Please copy the data below, changing every "set out as in this form" to "formatted like this" and leaving everything else unchanged. Leave the pictures out of your answer.

§ **Data in this exercise**:
☆ ☆ ☆ ☆ ☆ ☆ ☆

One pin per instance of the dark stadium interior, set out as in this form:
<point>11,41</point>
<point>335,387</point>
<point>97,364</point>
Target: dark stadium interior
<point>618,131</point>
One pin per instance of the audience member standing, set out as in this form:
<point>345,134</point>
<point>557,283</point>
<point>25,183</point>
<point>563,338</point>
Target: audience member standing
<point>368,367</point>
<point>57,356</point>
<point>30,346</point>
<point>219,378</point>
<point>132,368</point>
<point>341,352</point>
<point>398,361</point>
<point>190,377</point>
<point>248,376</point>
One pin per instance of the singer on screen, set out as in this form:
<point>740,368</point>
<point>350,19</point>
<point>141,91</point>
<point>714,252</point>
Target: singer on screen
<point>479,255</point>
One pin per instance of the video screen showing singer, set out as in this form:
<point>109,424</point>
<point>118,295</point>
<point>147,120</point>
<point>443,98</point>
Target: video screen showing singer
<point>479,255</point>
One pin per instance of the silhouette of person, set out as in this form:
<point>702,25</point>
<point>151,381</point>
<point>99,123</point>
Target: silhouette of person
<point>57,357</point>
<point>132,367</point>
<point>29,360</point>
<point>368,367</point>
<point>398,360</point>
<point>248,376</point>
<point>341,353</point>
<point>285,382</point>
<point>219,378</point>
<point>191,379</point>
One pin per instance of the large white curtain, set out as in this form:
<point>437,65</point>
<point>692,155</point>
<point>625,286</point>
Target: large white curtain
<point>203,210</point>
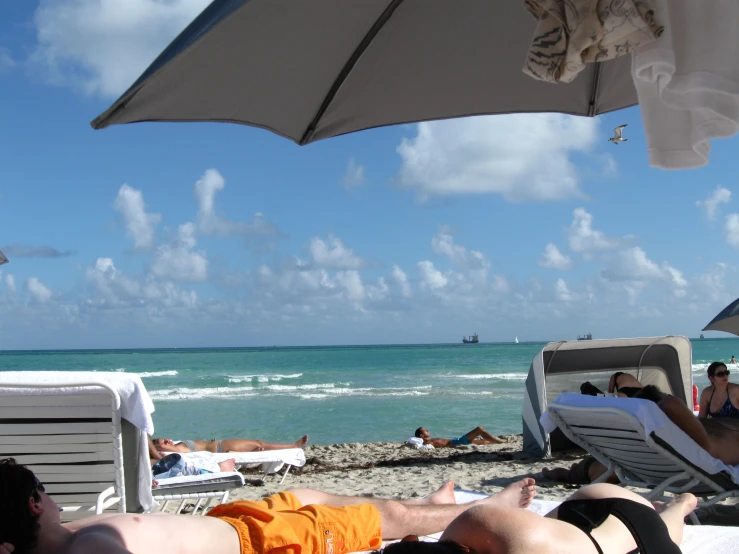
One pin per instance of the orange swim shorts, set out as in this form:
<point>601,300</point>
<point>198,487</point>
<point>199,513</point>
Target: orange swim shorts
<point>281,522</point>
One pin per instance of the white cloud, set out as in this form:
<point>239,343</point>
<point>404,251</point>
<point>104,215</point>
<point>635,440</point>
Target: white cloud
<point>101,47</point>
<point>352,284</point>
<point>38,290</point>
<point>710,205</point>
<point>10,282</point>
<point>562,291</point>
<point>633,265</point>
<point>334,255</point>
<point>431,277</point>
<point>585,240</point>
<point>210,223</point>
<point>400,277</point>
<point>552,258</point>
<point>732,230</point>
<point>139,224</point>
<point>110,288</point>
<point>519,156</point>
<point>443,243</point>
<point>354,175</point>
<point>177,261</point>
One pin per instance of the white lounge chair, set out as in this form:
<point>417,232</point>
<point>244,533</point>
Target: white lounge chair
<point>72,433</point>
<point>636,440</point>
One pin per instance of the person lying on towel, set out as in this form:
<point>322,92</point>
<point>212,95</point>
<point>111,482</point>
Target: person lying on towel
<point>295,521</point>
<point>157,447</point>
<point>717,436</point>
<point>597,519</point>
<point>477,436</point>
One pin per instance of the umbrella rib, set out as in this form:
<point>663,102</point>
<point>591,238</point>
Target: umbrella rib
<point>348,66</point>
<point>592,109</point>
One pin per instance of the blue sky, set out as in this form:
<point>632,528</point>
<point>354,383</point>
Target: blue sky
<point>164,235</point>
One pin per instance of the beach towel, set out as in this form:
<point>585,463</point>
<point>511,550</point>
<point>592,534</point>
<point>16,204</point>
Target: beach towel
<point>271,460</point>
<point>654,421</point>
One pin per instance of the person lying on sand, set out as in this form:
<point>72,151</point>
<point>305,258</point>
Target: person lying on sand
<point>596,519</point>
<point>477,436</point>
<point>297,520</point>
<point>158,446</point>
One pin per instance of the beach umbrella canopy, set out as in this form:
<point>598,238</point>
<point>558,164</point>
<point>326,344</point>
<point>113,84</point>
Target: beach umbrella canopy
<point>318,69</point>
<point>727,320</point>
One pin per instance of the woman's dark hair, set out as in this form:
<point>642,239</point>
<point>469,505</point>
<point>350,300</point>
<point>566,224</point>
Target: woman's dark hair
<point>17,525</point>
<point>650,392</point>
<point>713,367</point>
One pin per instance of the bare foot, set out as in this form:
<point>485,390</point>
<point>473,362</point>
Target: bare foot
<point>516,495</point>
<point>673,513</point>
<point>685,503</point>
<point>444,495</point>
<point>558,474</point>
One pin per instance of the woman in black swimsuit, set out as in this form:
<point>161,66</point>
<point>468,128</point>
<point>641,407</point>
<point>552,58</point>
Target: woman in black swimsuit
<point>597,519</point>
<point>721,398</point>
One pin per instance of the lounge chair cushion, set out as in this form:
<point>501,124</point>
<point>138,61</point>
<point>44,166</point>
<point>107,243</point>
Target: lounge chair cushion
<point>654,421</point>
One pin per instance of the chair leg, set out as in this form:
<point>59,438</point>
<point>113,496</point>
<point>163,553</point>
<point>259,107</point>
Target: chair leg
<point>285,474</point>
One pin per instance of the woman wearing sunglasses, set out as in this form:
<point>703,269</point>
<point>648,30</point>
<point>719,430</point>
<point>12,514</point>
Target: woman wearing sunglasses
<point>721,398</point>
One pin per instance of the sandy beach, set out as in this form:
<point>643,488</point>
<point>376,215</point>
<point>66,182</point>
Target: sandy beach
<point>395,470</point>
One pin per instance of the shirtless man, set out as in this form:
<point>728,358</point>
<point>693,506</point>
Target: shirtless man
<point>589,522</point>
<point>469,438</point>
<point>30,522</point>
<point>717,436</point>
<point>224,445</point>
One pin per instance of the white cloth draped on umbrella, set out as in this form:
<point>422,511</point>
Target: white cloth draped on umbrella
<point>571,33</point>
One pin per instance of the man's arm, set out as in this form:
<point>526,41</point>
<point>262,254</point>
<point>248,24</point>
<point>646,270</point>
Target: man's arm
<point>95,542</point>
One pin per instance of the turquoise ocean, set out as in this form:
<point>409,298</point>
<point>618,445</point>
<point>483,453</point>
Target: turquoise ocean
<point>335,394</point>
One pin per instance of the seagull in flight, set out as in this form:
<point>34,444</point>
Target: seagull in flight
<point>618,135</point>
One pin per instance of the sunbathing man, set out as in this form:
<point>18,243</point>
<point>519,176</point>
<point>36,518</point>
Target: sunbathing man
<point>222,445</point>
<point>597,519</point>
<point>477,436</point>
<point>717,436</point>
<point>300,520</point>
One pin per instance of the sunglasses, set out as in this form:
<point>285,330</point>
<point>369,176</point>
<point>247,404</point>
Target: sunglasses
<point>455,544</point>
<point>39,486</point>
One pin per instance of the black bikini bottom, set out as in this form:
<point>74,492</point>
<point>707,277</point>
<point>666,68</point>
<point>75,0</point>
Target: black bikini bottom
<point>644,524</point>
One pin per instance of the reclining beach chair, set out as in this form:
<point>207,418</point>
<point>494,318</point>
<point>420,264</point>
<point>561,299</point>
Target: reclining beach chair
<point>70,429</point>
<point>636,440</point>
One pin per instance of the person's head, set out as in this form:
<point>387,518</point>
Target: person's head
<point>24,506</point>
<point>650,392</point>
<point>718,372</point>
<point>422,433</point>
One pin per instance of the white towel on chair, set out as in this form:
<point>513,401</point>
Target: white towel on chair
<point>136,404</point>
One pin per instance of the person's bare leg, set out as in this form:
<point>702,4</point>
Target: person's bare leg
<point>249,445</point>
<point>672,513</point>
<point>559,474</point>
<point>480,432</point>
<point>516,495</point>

☆ ☆ ☆ ☆ ☆ ☆ ☆

§ **Answer to this task**:
One pin per instance of the dark stadium interior, formatted like this:
<point>11,41</point>
<point>335,387</point>
<point>97,364</point>
Target: dark stadium interior
<point>618,131</point>
One pin per instance of the audience member standing, formatted like this:
<point>345,134</point>
<point>557,283</point>
<point>25,183</point>
<point>563,338</point>
Target: audience member standing
<point>368,367</point>
<point>57,356</point>
<point>30,346</point>
<point>219,378</point>
<point>132,368</point>
<point>341,352</point>
<point>398,361</point>
<point>190,377</point>
<point>248,376</point>
One pin per instance of the singer on screen, formatted like this:
<point>740,368</point>
<point>350,19</point>
<point>141,91</point>
<point>714,252</point>
Target: singer on screen
<point>479,255</point>
One pin per instance of the video screen showing singer, formatted like this:
<point>109,424</point>
<point>118,295</point>
<point>147,120</point>
<point>443,98</point>
Target: video screen showing singer
<point>479,255</point>
One pin per instance of the silhouette of person, formatted like this:
<point>702,25</point>
<point>151,381</point>
<point>99,123</point>
Target: silhouette of person
<point>57,357</point>
<point>132,367</point>
<point>29,360</point>
<point>368,367</point>
<point>398,360</point>
<point>248,376</point>
<point>341,353</point>
<point>285,382</point>
<point>219,378</point>
<point>191,379</point>
One pin per instance of the large white curtain, formatted like this:
<point>437,65</point>
<point>692,155</point>
<point>625,286</point>
Target: large white curtain
<point>203,210</point>
One pin per instance of the orange swim shorts, formatted like this:
<point>601,300</point>
<point>198,487</point>
<point>199,513</point>
Target: orange swim shorts
<point>281,522</point>
One pin per instance of the white cloud, formatted like this:
<point>239,343</point>
<point>404,251</point>
<point>104,215</point>
<point>635,440</point>
Target: white cloud
<point>101,47</point>
<point>352,284</point>
<point>38,290</point>
<point>710,205</point>
<point>10,282</point>
<point>562,291</point>
<point>633,265</point>
<point>334,255</point>
<point>431,277</point>
<point>585,240</point>
<point>210,223</point>
<point>400,277</point>
<point>552,258</point>
<point>732,230</point>
<point>139,224</point>
<point>110,288</point>
<point>519,156</point>
<point>443,243</point>
<point>354,175</point>
<point>177,261</point>
One pin per instance of the white lounge chair, formatted like this:
<point>417,232</point>
<point>244,533</point>
Target: white lounge chair
<point>72,433</point>
<point>636,440</point>
One pin per instance of the person lying on towel, formatted like this:
<point>322,92</point>
<point>212,95</point>
<point>111,482</point>
Target: person lying on towel
<point>295,521</point>
<point>157,447</point>
<point>717,436</point>
<point>597,519</point>
<point>477,436</point>
One pin per instance of the umbrella rib, formatted like this:
<point>663,102</point>
<point>591,238</point>
Target: umbrella rib
<point>348,66</point>
<point>592,109</point>
One pin per instance of the blue sky, formatted like this:
<point>632,528</point>
<point>354,383</point>
Target: blue sky
<point>164,235</point>
One pin per instance of the beach towel, formatted like this:
<point>585,463</point>
<point>511,550</point>
<point>592,534</point>
<point>16,204</point>
Target: beach towel
<point>271,460</point>
<point>654,421</point>
One pin per instance of the person lying on sand, formatted like this:
<point>72,151</point>
<point>305,258</point>
Target: person lying on sand
<point>596,519</point>
<point>477,436</point>
<point>297,520</point>
<point>158,446</point>
One pin per instance of the beach umbrella canopy, formatted like this:
<point>598,238</point>
<point>558,164</point>
<point>326,344</point>
<point>113,84</point>
Target: beach umbrella canopy
<point>318,69</point>
<point>727,320</point>
One pin per instance of the woman's dark hair, formatted like this:
<point>642,239</point>
<point>469,505</point>
<point>350,300</point>
<point>566,224</point>
Target: woman's dark hair
<point>17,525</point>
<point>650,392</point>
<point>713,367</point>
One pin per instance of the bare foot, formatted like this:
<point>485,390</point>
<point>473,362</point>
Target: bare foot
<point>516,495</point>
<point>673,513</point>
<point>685,503</point>
<point>444,495</point>
<point>558,474</point>
One pin per instance of the woman in black swimsuit, formatted like this:
<point>161,66</point>
<point>468,128</point>
<point>641,407</point>
<point>552,58</point>
Target: woman in black swimsuit
<point>597,519</point>
<point>721,398</point>
One pin per instance of the lounge chair cushion, formatted like this:
<point>501,124</point>
<point>138,61</point>
<point>44,166</point>
<point>107,243</point>
Target: lounge chair cushion
<point>654,421</point>
One pin per instance of the chair leg, formatted like this:
<point>59,438</point>
<point>113,496</point>
<point>163,553</point>
<point>259,107</point>
Target: chair leg
<point>285,474</point>
One pin per instance of the woman wearing sunglasses, formatted like this:
<point>703,269</point>
<point>648,30</point>
<point>719,430</point>
<point>12,514</point>
Target: woman wearing sunglasses
<point>721,398</point>
One pin per instance of the sandy beach, formatted like this:
<point>643,488</point>
<point>376,215</point>
<point>66,182</point>
Target: sandy beach
<point>395,470</point>
One pin per instance of the shirtless man, formatted like this:
<point>728,358</point>
<point>693,506</point>
Target: shirtless man
<point>589,522</point>
<point>469,438</point>
<point>30,522</point>
<point>717,436</point>
<point>224,445</point>
One pin per instance of the white cloth draped on umbrella, formatted like this:
<point>422,511</point>
Target: white cloth draped on umbrella
<point>571,33</point>
One pin per instance of the man's arm, formatted like this:
<point>526,41</point>
<point>262,254</point>
<point>248,24</point>
<point>646,270</point>
Target: man's arm
<point>95,542</point>
One pin per instance of the turquoise ocean, formatted like this:
<point>409,298</point>
<point>618,445</point>
<point>483,453</point>
Target: turquoise ocean
<point>335,394</point>
One pin per instance of the seagull in flight, formatted like this:
<point>34,444</point>
Target: seagull in flight
<point>618,135</point>
One pin per instance of the sunbathing man, formatted like this:
<point>18,243</point>
<point>519,176</point>
<point>36,518</point>
Target: sunbathing man
<point>222,445</point>
<point>597,519</point>
<point>477,436</point>
<point>717,436</point>
<point>300,520</point>
One pin per instance of the sunglasses, formatted like this:
<point>285,330</point>
<point>369,176</point>
<point>247,404</point>
Target: sunglasses
<point>455,544</point>
<point>39,486</point>
One pin per instance of the black bikini bottom, formatted like this:
<point>74,492</point>
<point>707,277</point>
<point>666,68</point>
<point>75,0</point>
Target: black bikini bottom
<point>644,524</point>
One pin per instance of the reclining beach chair, formatted like this:
<point>207,418</point>
<point>494,318</point>
<point>420,264</point>
<point>561,299</point>
Target: reclining beach chair
<point>70,429</point>
<point>636,440</point>
One pin per instance of the person's head, formatted like this:
<point>387,518</point>
Target: person's head
<point>24,506</point>
<point>650,392</point>
<point>718,372</point>
<point>422,433</point>
One pin per instance of the white towel on chair, formatted like this:
<point>513,401</point>
Target: white towel on chair
<point>136,404</point>
One pin per instance of the person's bare leg, formatted like this:
<point>702,4</point>
Target: person's bare leg
<point>249,445</point>
<point>672,513</point>
<point>559,474</point>
<point>480,432</point>
<point>516,495</point>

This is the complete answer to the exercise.